During the health care town hall meeting, President Obama said, "the Congressional Budget Office, the CBO, which sort of polices what all various programs cost, they're not willing to credit us with those savings. They say, ‘That may be nice, that may save a lot of money, but we can't be certain.’ So we expect that not only are we going to pay for health care reform in a deficit-neutral way, but that's it also going to achieve big savings across the system — including in the private sector where the Congressional Budget Office never gives us any credit — but if hospitals and doctors are starting to operate in a smarter way, that's going to help you even if you're not involved in a government system."
Before that, House Speaker Nancy Pelosi, D-Calif., said that "it's always been a source, yes I will say frustration, for many of us in Congress that the CBO will always give you the worst-case scenario on one initiative and never … any credit for anything that happens if you have early intervention, health care. If you have prevention, if you have wellness … you name any positive investment that we make, that we know reduces cost, brings money to the Treasury in the case of education but never scored positively by the CBO. Yes, it is frustrating."
Pelosi said, "I hope we will see them say, 'This is what we see the cost of something. We have not accounted for the benefits' because they don't and they haven't and it should not be inferred from what they do that they have."
Elmendorf cited an article published last year in the New England Journal of Medicine which he said provides a good summary of the available evidence on how preventive care affects costs..
The article by Joshua T. Cohen, Peter J. Neumann and Milton C. Weinstein, “Does Preventive Care Save Money? Health Economics and the Presidential Candidates,” was recently updated and can be read HERE.

*What this task involves*: Type out the passage about the CBO and health care savings word for word, from "Elmendorf cited an" up to and including "care affects costs..".

*Source information*:

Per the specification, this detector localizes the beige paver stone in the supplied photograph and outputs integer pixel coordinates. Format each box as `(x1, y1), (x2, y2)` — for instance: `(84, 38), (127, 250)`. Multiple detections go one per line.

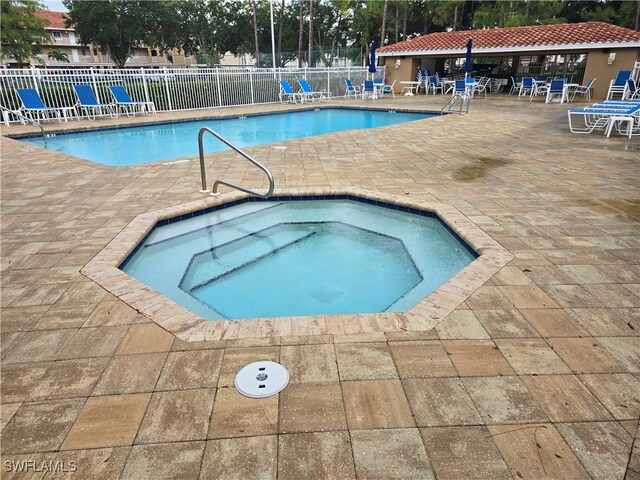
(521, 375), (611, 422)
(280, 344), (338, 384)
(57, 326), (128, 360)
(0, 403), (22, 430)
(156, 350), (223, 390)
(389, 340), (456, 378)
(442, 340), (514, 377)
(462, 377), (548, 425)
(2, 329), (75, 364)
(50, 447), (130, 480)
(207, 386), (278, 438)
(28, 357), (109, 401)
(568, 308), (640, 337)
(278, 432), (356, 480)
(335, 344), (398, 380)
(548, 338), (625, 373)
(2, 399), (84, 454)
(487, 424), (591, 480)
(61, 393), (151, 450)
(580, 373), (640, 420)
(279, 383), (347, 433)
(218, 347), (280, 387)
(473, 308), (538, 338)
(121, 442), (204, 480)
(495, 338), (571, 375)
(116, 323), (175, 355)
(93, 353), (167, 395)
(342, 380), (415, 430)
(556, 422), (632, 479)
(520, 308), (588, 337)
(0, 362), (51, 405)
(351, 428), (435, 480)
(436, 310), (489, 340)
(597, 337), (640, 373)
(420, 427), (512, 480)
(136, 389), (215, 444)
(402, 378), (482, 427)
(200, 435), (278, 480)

*Output of the task*:
Elmendorf cited an article published last year in the New England Journal of Medicine which he said provides a good summary of the available evidence on how preventive care affects costs..